== Data shown ==
>> START

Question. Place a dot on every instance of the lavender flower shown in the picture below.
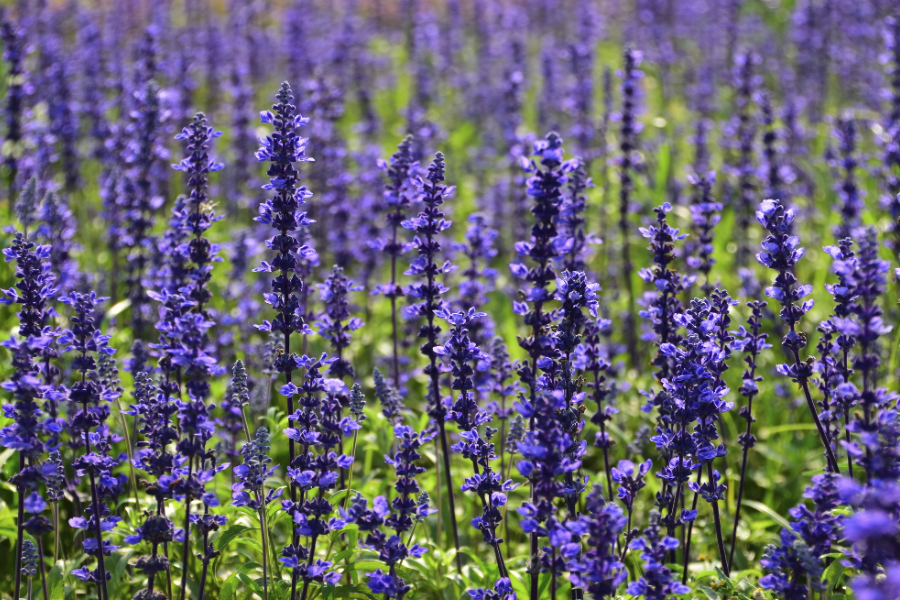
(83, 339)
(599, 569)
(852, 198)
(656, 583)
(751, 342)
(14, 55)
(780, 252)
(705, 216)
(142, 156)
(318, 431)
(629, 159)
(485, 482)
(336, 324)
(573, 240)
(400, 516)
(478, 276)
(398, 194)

>> END
>> START

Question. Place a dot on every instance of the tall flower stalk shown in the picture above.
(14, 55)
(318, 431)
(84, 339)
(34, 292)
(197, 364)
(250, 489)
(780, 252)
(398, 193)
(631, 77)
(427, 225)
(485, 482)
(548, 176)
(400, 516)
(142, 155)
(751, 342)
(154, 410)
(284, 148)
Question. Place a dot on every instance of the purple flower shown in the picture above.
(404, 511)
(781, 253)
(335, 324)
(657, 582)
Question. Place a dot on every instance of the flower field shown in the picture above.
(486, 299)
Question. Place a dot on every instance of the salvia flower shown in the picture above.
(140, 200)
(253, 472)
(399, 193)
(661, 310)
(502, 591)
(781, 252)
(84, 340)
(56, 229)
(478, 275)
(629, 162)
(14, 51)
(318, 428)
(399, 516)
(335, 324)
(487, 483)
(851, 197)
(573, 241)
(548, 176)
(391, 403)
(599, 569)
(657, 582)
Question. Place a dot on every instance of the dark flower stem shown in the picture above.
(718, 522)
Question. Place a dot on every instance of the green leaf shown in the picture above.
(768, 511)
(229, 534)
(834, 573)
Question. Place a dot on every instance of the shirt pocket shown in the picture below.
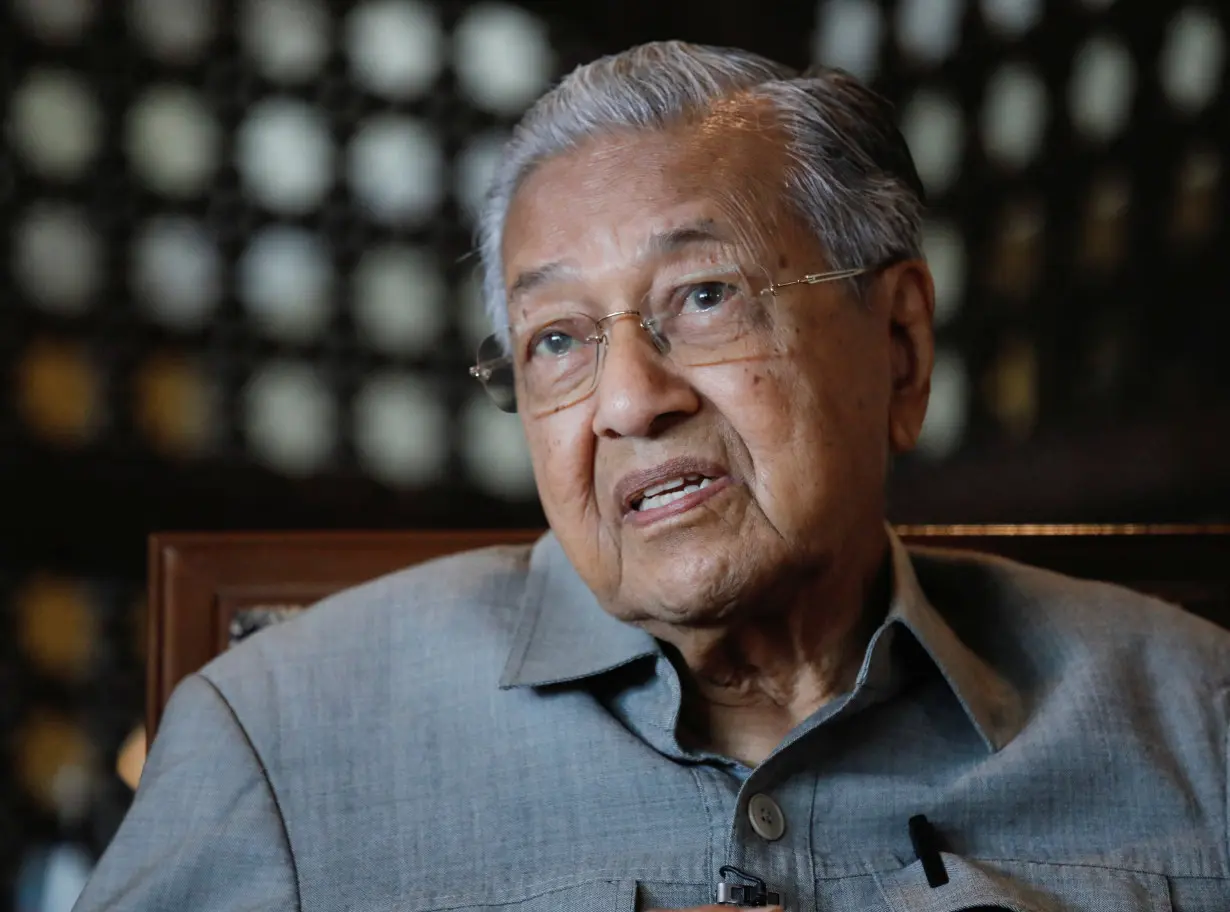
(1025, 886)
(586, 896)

>> END

== Task goal ==
List every row above that contains the string "below", copying each one in full.

== Worked solution ==
Question. Place a dot on every instance of the lavender flower shown in the picture below.
Question. Place a dot on every instance of the shirt pocket shown in the picture below.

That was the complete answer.